* **QUESTIONS TO ANSWER**:
**1)** Retype the part of the doomed condition text from "Breath of life" up to and including "to the System.".
**2)** Translate this sentence from the doomed condition text into Spanish: "Your doomed value decreases by 1 each time you get a full night’s rest."
### TEXT SEGMENT
Your life is ebbing away, bringing you ever closer to death. Some powerful spells and evil creatures can inflict the doomed condition on you. Doomed always includes a value. The maximum dying value at which you die is reduced by your doomed value. For example, if you were doomed 1, you would die upon reaching dying 3 instead of dying 4. If your maximum dying value is ever reduced to 0, you instantly die. When you die, you’re no longer doomed.

Your doomed value decreases by 1 each time you get a full night’s rest.


Ectar wrote:
Nelzy wrote:

The spell would not work RAW, since you would still be on Doomed 4.

but as a gm i would advice about that let them change they mind on casting that spell in that case.

Breath of life are not ment as a catch all save spell, since death effects and "leaves no remains" still pierces it, so not that out of this world if doomed 4 also do that.

thera are other spells you can use that work after death instead, like Shock to the System.

Would that work in this case?

The spell says "If the target is a corpse that died within the last round, the creature comes back to life with 0 Hit Points, and any effects and conditions it had when it died, with the exception of dying, and its wounded condition increases by 1."

So if it has doomed 4 when it died, wouldn't it still have it again?

Yeah that spell is explicit in that it revives after the death, I also assume that durations on effects progress as normal while you are dead (or atleast that being the intention for shock in the system.) Doomed's duration is that it ends when it reaches 0 or you die. Whichever comes first.

So yeah.. you wouldn't have it from how I read it.
######
### INFORMATION SHOWN
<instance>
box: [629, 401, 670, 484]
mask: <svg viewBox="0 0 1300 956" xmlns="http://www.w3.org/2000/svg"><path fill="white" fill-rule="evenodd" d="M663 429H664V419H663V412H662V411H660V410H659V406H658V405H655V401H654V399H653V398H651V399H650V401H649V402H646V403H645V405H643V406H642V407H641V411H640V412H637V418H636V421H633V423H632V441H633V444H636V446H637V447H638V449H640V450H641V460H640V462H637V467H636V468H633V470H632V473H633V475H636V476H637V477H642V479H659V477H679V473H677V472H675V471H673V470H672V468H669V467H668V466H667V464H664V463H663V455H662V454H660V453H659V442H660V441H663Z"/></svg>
######
* **ANSWERS TO THE PROBLEMS**:
**1)**
Breath of life are not ment as a catch all save spell, since death effects and "leaves no remains" still pierces it, so not that out of this world if doomed 4 also do that.

thera are other spells you can use that work after death instead, like Shock to the System.

**2)** Tu valor de condenado disminuye en 1 cada vez que tienes una noche completa de descanso.